### STATED PROBLEM
Write every line of the material out exactly as shown.
**** TASK INPUT
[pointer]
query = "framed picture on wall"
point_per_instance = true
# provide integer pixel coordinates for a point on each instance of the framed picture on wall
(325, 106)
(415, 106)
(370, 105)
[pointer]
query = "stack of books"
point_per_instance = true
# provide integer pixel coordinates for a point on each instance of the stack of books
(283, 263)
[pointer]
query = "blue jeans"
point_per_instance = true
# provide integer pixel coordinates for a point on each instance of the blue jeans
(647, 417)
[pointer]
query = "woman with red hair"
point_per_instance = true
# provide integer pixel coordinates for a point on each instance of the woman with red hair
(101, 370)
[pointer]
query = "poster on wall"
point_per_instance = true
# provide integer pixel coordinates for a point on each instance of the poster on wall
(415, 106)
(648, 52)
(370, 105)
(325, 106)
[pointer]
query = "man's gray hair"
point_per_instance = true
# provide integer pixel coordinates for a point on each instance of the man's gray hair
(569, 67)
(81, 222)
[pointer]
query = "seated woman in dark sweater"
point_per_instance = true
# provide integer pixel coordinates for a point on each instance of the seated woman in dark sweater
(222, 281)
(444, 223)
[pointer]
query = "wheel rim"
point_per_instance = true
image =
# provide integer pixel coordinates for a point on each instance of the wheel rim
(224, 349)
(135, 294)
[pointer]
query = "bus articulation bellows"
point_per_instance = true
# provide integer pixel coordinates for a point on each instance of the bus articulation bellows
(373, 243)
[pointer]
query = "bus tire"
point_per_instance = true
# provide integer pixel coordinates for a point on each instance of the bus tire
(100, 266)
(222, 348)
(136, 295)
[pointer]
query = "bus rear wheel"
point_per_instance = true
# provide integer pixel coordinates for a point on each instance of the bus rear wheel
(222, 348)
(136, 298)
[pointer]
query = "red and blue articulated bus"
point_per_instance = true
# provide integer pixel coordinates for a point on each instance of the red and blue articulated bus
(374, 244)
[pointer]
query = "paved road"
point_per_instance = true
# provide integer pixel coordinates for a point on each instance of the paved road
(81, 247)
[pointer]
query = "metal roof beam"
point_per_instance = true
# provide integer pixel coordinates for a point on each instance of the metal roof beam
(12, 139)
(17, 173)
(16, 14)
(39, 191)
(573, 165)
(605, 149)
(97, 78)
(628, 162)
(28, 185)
********
### ANSWER BELOW
[pointer]
query = "framed picture on wall"
point_per_instance = true
# provide integer pixel coordinates for a point on each instance of the framed picture on wall
(325, 106)
(415, 106)
(370, 105)
[pointer]
query = "stack of books"
point_per_instance = true
# provide integer pixel coordinates for a point on each instance of the stack of books
(283, 263)
[pointer]
query = "blue jeans"
point_per_instance = true
# provide integer pixel coordinates for a point on each instance of the blue jeans
(647, 417)
[pointer]
query = "woman with red hair"
point_per_instance = true
# provide integer pixel coordinates for a point on each instance of the woman with red hair
(101, 370)
[pointer]
query = "poster on wall"
point_per_instance = true
# provide integer pixel coordinates for a point on each instance of the poster on wall
(415, 106)
(648, 52)
(370, 105)
(325, 106)
[pointer]
query = "man's gray hair"
point_per_instance = true
# provide integer pixel coordinates for a point on each instance of the man's gray hair
(569, 67)
(81, 222)
[pointer]
query = "seated woman in dark sweater"
point_per_instance = true
# provide integer pixel coordinates for a point on each instance of the seated woman in dark sweater
(222, 281)
(444, 223)
[pointer]
query = "wheel rim"
point_per_instance = true
image =
# provide integer pixel coordinates for a point on each instance of the wheel rim
(224, 349)
(135, 294)
[pointer]
query = "bus articulation bellows"
point_per_instance = true
# provide integer pixel coordinates for a point on each instance of the bus articulation bellows
(373, 243)
[pointer]
query = "bus tire"
point_per_instance = true
# provide integer pixel coordinates for a point on each instance of the bus tire
(100, 266)
(222, 348)
(136, 295)
[pointer]
query = "bus rear wheel"
point_per_instance = true
# provide integer pixel coordinates for a point on each instance of the bus rear wheel
(222, 348)
(136, 298)
[pointer]
query = "red and blue articulated bus"
point_per_instance = true
# provide integer pixel coordinates for a point on each instance of the red and blue articulated bus
(374, 244)
[pointer]
query = "paved road"
point_per_instance = true
# provide integer pixel coordinates for a point on each instance of the paved road
(81, 247)
[pointer]
query = "metal roof beam"
point_per_instance = true
# provide integer pixel coordinates for a point on each instance of the metal roof beam
(12, 139)
(17, 173)
(16, 14)
(39, 191)
(573, 165)
(605, 149)
(97, 78)
(628, 162)
(28, 185)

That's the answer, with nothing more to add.